----- Trecho selecionado -----

Remanescente de um quilombo do século XIX, grupo preserva cultura. Povoado mantém expressões mais ricas apesar do avanço da modernidade.
G1 PI
“Aqui a gente sempre viveu da roça e as coisas eram difíceis, mas hoje a situação mudou muito”. A frase é de dona Idelzuíta Rabelo da Paixão, 61 anos, uma das moradoras mais tradicionais do povoado Mimbó, comunidade remanescente de quilombo situada no município piauiense de Amarante, distante 170 km de Teresina. O quilombo do Mimbó, como é conhecido, está localizado próximo a um riacho de mesmo nome, onde escravos fugitivos da região de Oeiras se refugiaram ainda no século XIX.

----- Dados fornecidos -----

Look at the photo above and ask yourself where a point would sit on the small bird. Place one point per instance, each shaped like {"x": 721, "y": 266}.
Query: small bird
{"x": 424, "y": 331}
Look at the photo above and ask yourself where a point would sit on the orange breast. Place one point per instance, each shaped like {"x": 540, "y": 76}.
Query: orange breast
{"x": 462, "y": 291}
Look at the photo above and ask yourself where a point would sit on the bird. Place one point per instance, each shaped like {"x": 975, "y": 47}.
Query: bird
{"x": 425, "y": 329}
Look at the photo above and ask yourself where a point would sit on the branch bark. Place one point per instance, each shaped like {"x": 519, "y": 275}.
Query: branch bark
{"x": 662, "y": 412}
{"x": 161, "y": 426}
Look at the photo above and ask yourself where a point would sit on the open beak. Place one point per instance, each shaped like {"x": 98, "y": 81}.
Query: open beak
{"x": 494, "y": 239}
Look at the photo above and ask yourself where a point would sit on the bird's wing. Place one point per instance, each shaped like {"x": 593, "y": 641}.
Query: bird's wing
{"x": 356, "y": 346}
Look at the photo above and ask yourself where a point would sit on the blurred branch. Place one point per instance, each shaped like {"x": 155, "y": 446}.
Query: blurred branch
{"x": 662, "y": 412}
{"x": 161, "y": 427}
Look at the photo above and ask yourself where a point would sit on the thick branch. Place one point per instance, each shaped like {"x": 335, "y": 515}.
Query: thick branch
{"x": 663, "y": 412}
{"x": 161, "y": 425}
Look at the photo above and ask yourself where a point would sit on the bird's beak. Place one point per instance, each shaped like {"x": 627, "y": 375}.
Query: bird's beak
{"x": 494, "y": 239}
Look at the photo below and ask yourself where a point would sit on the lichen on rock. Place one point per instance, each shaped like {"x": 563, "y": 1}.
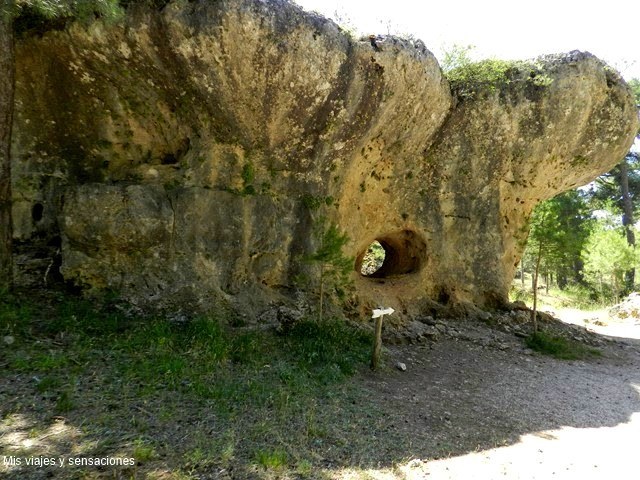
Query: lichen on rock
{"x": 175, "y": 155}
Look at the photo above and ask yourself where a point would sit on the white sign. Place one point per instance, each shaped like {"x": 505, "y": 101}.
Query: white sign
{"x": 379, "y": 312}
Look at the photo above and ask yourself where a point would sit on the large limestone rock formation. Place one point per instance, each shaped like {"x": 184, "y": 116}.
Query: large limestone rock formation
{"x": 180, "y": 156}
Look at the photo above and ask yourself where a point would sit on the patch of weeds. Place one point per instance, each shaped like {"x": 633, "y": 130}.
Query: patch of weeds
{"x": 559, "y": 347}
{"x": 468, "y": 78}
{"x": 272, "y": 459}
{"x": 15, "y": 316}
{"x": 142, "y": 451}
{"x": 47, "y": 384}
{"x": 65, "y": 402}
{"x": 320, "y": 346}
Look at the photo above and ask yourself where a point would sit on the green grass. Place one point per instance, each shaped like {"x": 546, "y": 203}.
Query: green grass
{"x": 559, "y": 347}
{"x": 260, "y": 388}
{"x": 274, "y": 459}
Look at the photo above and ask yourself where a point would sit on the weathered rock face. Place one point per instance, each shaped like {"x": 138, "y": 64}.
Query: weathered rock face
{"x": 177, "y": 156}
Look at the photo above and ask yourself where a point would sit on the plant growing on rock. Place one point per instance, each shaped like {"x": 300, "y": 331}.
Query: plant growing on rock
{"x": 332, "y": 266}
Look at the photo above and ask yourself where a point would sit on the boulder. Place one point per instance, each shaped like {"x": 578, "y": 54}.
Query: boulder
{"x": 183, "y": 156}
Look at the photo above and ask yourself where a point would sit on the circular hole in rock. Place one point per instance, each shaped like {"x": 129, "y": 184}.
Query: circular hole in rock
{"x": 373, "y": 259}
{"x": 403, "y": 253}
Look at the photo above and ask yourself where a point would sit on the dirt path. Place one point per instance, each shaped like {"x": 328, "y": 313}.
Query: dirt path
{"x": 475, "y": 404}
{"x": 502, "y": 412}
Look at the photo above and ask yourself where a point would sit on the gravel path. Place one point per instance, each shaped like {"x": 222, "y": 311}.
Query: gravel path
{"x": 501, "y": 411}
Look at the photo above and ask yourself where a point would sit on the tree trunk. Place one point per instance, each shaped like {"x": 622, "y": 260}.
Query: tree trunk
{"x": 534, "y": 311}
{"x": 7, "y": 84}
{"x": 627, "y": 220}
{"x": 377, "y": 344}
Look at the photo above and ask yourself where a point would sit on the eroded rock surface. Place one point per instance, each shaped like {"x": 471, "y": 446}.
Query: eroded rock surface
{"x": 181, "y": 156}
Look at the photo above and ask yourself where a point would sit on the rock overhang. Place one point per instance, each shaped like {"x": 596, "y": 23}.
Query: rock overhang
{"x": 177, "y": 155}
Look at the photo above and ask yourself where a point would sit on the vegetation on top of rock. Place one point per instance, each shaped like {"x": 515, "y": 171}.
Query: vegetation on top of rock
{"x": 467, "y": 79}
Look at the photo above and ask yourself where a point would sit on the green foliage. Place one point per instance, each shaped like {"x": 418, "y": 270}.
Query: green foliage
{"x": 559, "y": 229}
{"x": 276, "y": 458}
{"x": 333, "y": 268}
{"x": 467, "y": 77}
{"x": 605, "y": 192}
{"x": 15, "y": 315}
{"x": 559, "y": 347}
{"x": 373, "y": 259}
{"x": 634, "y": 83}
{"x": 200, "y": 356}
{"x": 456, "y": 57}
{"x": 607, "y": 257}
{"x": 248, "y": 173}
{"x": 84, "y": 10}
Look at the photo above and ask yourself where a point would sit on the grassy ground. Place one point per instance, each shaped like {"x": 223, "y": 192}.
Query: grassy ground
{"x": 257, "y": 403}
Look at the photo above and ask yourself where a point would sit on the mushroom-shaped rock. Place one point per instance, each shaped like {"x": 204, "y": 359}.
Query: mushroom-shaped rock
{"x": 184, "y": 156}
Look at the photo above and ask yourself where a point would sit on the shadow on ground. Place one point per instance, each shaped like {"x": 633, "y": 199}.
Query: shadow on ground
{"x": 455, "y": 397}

-----
----- Dados fornecidos -----

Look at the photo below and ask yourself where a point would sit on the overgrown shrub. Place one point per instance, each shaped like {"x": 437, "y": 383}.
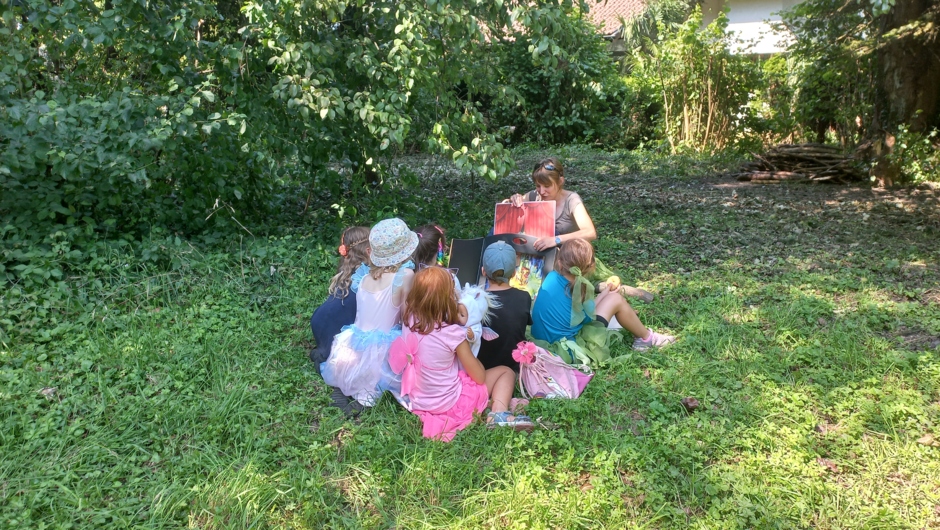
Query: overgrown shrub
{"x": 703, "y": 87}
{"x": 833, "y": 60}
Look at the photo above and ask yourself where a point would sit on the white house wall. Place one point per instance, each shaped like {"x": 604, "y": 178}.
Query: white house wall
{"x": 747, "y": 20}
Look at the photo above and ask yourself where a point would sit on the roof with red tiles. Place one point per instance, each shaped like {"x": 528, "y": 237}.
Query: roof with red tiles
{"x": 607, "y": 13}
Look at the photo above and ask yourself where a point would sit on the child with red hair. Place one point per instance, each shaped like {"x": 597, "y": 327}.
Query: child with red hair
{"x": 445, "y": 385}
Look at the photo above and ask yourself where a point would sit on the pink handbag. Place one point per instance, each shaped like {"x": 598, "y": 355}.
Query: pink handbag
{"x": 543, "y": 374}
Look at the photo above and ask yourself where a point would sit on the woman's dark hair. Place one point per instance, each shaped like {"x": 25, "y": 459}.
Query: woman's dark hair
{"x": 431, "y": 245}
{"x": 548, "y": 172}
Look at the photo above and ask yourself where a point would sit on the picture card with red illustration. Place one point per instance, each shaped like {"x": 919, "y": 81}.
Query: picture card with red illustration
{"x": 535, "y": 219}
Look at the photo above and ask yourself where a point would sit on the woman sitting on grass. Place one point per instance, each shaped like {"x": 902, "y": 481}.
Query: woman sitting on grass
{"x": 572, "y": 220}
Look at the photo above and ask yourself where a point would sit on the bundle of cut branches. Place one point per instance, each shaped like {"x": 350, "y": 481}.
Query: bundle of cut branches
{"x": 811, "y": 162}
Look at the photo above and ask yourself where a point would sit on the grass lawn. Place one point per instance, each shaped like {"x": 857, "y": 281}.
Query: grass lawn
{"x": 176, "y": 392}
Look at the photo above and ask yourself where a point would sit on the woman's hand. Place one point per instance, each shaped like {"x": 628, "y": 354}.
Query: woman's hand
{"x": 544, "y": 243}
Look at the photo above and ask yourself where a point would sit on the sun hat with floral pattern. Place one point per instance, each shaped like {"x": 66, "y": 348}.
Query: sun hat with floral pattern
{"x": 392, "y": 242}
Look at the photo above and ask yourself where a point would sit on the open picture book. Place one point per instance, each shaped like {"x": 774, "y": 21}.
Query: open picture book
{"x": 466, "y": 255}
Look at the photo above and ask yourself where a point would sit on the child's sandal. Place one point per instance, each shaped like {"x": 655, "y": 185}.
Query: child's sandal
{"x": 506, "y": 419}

-----

#### [Descrição da tarefa]
Indique se cada afirmação abaixo está de acordo com o trecho sobre o quilombo do Mimbó, respondendo "sim" ou "não" e citando literalmente as palavras do trecho que decidem a questão. (a) O povoado Mimbó fica a 170 km de Teresina. (b) Os escravos fugitivos que se refugiaram junto ao riacho vinham da região de Amarante. (c) Dona Idelzuíta Rabelo da Paixão tem 61 anos. Os dados provêm de uma fonte distinta.

#### [Resultado]
(a) Sim: "distante 170 km de Teresina".
(b) Não: "escravos fugitivos da região de Oeiras se refugiaram".
(c) Sim: "dona Idelzuíta Rabelo da Paixão, 61 anos".